Point annotation dataset records
------------

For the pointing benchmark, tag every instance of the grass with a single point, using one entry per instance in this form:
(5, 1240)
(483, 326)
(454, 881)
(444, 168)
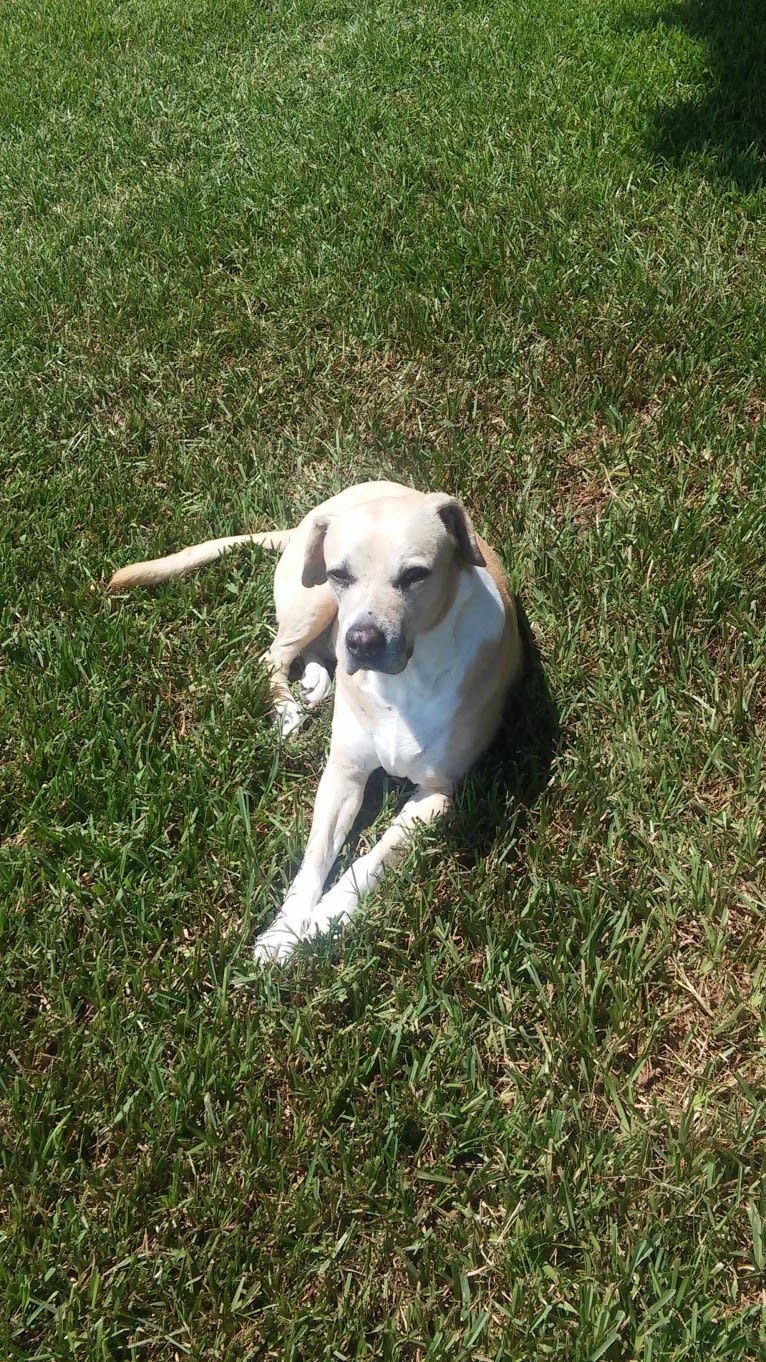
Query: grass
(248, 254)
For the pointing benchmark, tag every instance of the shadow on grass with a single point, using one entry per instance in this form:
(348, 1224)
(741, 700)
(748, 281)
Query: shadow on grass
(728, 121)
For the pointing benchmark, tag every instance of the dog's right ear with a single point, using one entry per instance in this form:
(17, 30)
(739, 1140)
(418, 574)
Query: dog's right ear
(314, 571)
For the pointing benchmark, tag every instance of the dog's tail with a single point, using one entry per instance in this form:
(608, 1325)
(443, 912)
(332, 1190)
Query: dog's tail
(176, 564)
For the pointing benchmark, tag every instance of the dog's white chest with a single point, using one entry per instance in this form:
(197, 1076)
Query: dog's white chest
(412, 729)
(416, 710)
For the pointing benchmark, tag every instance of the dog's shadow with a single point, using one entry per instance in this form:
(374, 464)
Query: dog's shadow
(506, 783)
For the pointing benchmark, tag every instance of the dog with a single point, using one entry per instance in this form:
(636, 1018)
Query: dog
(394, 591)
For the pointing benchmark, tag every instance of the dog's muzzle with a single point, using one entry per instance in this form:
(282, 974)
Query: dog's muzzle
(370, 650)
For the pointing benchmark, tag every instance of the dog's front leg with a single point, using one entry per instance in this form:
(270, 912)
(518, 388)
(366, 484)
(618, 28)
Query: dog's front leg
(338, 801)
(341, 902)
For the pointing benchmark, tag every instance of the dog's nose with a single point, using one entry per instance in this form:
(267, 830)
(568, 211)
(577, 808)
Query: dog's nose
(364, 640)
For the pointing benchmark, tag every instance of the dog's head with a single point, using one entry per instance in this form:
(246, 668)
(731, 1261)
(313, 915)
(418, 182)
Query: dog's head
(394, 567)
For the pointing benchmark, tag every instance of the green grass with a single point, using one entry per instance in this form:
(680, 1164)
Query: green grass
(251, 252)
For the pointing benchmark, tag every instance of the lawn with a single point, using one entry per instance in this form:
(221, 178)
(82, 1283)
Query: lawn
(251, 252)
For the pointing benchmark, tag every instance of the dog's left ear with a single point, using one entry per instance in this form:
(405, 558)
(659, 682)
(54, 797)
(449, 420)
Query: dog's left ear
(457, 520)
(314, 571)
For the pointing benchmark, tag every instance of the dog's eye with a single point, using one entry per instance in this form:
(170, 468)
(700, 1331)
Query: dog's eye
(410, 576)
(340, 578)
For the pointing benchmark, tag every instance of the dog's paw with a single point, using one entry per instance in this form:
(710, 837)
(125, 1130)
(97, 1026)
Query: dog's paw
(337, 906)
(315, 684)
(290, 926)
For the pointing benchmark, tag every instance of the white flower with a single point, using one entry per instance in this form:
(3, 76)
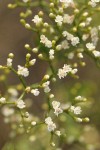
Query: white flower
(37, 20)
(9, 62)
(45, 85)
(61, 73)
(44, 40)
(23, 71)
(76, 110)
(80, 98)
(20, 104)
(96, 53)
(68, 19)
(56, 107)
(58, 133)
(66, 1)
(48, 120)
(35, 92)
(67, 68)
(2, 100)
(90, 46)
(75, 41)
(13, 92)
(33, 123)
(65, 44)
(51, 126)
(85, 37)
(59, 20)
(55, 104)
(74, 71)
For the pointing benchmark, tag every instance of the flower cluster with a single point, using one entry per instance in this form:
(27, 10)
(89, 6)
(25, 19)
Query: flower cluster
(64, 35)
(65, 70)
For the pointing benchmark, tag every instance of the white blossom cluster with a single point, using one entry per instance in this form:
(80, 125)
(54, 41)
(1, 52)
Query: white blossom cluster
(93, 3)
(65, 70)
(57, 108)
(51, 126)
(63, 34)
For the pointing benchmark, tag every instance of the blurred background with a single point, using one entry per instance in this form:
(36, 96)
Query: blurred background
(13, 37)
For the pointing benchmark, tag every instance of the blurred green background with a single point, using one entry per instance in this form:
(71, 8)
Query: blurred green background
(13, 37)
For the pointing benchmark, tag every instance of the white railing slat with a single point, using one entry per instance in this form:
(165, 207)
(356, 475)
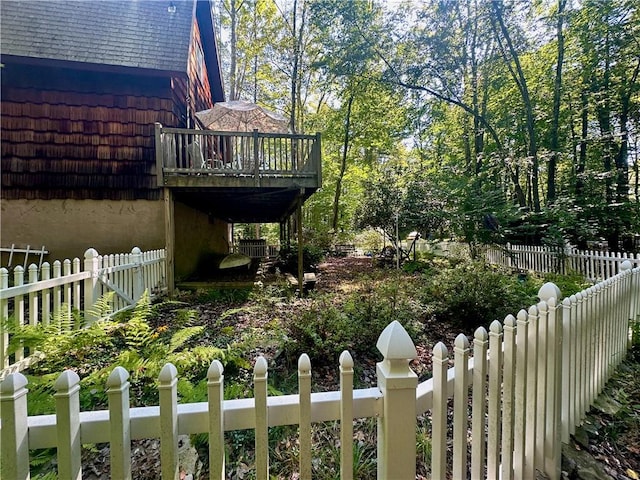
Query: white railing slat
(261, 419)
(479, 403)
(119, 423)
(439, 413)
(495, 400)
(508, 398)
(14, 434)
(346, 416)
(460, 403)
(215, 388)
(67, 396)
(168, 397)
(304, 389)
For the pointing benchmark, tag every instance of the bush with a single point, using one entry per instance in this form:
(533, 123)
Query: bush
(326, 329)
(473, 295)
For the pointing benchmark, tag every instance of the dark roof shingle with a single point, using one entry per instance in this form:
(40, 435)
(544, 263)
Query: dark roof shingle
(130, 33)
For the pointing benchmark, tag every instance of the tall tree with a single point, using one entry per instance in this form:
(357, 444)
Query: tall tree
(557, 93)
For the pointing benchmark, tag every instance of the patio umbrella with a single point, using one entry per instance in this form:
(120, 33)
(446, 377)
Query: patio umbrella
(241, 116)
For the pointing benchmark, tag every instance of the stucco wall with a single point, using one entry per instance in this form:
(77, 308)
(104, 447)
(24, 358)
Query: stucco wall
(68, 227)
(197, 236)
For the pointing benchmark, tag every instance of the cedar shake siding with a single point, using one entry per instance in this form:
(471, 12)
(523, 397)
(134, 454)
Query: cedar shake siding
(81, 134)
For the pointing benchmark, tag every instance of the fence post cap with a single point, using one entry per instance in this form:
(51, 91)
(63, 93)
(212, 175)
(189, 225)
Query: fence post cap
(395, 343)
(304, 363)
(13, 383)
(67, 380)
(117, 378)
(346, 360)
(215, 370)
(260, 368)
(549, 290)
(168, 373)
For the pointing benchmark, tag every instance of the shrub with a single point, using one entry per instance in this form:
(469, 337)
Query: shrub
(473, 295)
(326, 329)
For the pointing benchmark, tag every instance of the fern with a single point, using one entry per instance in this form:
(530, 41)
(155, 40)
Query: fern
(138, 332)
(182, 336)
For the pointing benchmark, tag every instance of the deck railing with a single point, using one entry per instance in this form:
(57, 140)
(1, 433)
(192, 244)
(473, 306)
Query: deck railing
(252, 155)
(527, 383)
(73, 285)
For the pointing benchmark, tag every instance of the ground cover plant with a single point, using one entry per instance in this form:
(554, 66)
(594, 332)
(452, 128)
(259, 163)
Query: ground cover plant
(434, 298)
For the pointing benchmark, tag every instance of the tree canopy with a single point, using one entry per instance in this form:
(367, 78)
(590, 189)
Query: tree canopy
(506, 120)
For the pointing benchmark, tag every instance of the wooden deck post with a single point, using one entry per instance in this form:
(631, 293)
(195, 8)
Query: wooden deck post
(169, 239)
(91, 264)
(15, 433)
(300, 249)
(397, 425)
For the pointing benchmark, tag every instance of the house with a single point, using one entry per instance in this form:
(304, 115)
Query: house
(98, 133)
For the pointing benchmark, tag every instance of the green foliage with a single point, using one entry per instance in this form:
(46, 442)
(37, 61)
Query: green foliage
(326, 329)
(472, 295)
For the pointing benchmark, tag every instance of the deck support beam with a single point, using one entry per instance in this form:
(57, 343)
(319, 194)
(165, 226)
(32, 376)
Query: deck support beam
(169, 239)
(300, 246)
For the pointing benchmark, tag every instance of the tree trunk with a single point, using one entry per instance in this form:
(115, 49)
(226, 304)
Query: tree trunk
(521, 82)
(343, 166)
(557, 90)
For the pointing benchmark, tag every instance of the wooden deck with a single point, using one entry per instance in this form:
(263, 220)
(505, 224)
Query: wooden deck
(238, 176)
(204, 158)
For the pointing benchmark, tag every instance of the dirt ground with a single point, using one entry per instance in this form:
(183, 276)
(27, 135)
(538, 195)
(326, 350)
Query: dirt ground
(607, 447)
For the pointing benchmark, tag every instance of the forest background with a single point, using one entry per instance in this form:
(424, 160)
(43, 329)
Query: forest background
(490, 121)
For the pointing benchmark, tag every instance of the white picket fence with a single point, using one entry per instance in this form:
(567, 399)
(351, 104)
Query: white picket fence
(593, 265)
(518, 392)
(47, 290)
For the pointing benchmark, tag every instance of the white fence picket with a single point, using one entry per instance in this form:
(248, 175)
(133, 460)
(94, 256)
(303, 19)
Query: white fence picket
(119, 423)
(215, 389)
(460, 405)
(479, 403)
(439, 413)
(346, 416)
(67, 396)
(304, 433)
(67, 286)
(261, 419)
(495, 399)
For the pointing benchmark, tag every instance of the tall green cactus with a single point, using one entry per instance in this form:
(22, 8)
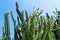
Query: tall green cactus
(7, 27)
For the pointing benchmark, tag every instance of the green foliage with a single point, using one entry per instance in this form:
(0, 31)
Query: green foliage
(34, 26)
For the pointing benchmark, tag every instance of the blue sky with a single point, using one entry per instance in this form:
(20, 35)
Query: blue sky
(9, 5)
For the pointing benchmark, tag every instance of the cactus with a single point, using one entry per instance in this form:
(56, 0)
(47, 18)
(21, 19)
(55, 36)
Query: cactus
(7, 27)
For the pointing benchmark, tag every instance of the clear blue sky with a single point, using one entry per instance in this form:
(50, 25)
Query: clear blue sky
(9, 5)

------------

#### [TO DO]
Extract exactly the lines between the line containing "For the pointing benchmark, tag every instance of the blue" and the end of the data, including both.

#### [CORRECT RESULT]
For the pointing benchmark, tag every instance of the blue sky with a single point, using one entry per instance in this form:
(20, 35)
Query: blue sky
(9, 5)
For the pointing benchmark, tag every instance of the cactus with a single point, using one entry per instance in this form:
(56, 0)
(47, 18)
(21, 19)
(55, 36)
Query: cactus
(7, 27)
For the pointing benchmark, tag every instance of the clear blue sky with a single point, using one entry per instance in this form:
(50, 25)
Query: clear blue sky
(9, 5)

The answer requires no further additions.